• [WHAT TO WORK ON]:
[a] Retype a passage of the Babel Sentiment text word for word. Begin at the words "The model was" and stop after "large language models.".
[b] Check each statement against the Babel Sentiment text. Answer yes or no, and quote the deciding words exactly. (i) The emotion model includes a neutral label. (ii) Polish is among the languages the pooled model was trained on. (iii) The model was prepared to make predictions on sentence-level data.
[c] Proceed with the Babel Sentiment text, picking up after its final sentence.

Introduction
The Babel Sentiment Project uses a simple 3-label codebook with the classical negative, neutral, and positive labels, corresponding to the information available at poltextlab/xlm-roberta-large-pooled-MORES. In case of results in Slovakian or Czech language the corresponding information is available at visegradmedia-emotion/Emotion_RoBERTa_pooled_V4
The sentiment model is a consolidated version of the emotion model, where emotions like anger, fear, disgust, and sadness are categorized as negative, while joy is classified as positive. The emotion model, however, does not include a neutral label; instead, it assigns none of the emotions when more than one might be present. Consequently, the sentiment model returns either the label "no sentiment" or "both positive and negative", rather than a distinct neutral category. While the model can classify sentences as a whole, analyzing longer sentences can yield more accurate results by breaking them down into individual clauses.
The model was prepared to make predictions on sentence-level data, meaning you should provide input that is segmented into sentences in order to achieve optimal performance. If you are intending to submit data to the NER Babel Machine, we recommend submitting your data there first, as the processed file will be split into sentences, making it a suitable dataset for the Sentiment Babel Machine. The Sentiment Babel Machine currently uses a pooled model, that was trained on data in the following languages: Czech, English, French, German, Hungarian, Polish and Slovak, but we encourage you to also submit datasets not covered under this list, as results may be useful for additional languages due to the nature of large language models.

• [DATASET ROWS]:
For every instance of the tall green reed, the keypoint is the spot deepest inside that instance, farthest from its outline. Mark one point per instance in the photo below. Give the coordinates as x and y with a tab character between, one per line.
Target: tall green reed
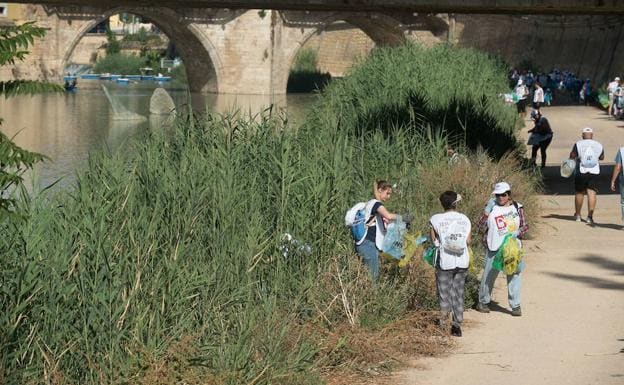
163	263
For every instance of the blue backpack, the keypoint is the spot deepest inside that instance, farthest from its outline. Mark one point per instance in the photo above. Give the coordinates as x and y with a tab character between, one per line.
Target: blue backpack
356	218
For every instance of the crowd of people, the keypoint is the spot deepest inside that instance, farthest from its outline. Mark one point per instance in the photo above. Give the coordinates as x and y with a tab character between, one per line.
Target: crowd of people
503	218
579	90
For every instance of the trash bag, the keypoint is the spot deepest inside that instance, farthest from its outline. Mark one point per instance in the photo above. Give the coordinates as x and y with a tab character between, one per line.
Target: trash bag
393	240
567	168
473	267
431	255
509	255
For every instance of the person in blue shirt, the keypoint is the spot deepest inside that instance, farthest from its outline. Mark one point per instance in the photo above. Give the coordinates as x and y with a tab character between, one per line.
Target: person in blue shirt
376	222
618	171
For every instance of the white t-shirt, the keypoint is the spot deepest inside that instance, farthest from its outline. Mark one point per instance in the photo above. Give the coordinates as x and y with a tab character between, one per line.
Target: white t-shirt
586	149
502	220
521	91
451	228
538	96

---

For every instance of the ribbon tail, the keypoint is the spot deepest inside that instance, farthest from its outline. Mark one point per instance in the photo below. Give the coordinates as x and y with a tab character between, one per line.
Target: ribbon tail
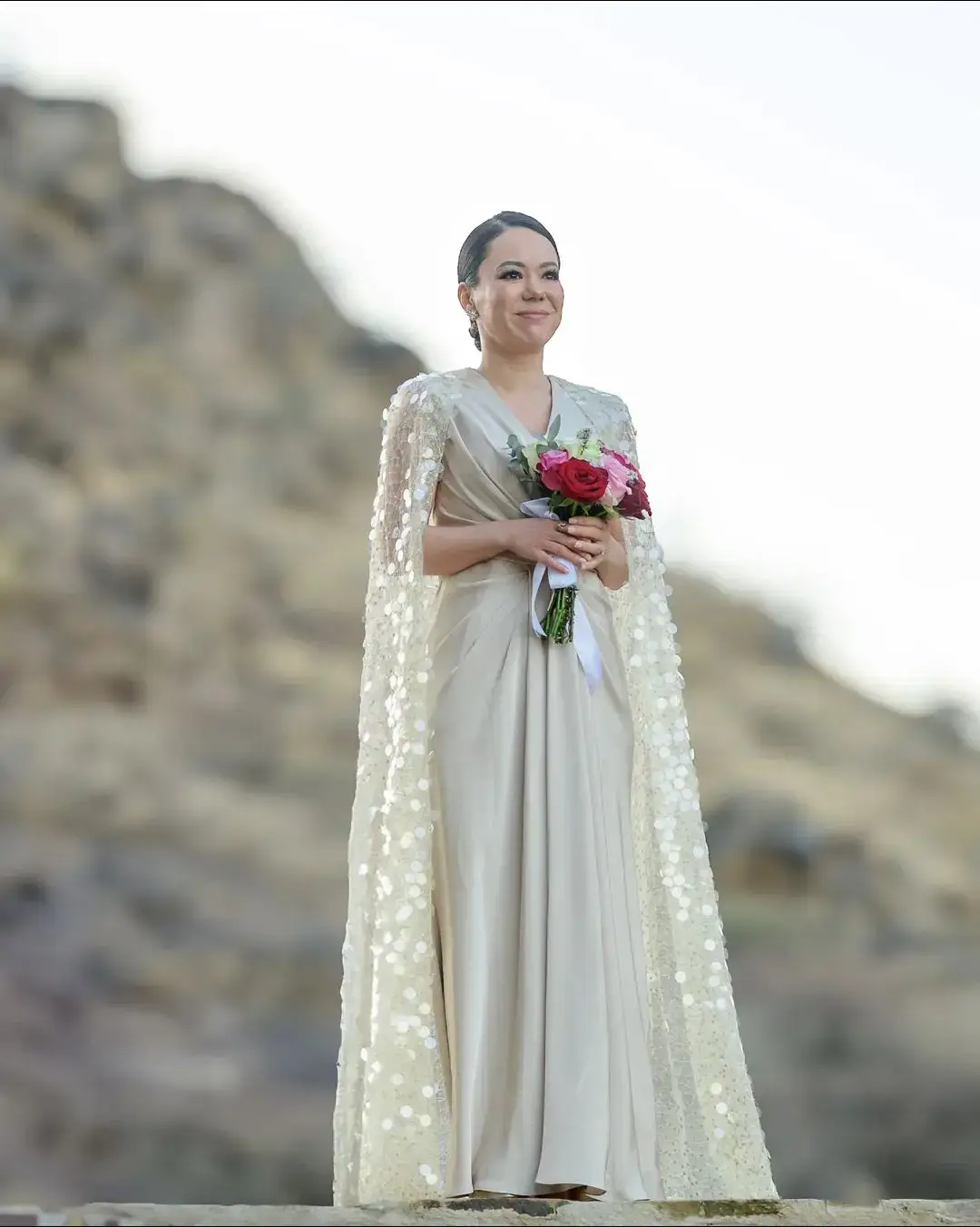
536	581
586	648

• [ANSWER LIST]:
[a]
The model was prepared to make predictions on sentence-level data, meaning you should provide input that is segmented into sentences in order to achieve optimal performance. If you are intending to submit data to the NER Babel Machine, we recommend submitting your data there first, as the processed file will be split into sentences, making it a suitable dataset for the Sentiment Babel Machine. The Sentiment Babel Machine currently uses a pooled model, that was trained on data in the following languages: Czech, English, French, German, Hungarian, Polish and Slovak, but we encourage you to also submit datasets not covered under this list, as results may be useful for additional languages due to the nature of large language models.

[b]
(i) No: "The emotion model, however, does not include a neutral label"
(ii) Yes: "trained on data in the following languages: Czech, English, French, German, Hungarian, Polish and Slovak"
(iii) Yes: "The model was prepared to make predictions on sentence-level data"

[c]
You can upload your datasets here for automated sentiment coding. If you wish to submit multiple datasets one after another, please wait 5-10 minutes between each of your submissions. There are two possibilities for upload: pre-coded datasets or non-coded datasets. The explanation of the form and the dataset requirement is available here.
The upload requires you to fill the following form on metadata regarding the dataset. Please upload your dataset, and in case of a pre-coded dataset, if available, please attach the codebook used beside the dataset.
The non-coded datasets should contain an id and a text column. The column names must be in row 1. You are free to add supplementary variables to the dataset beyond the compulsory ones in the columns following them.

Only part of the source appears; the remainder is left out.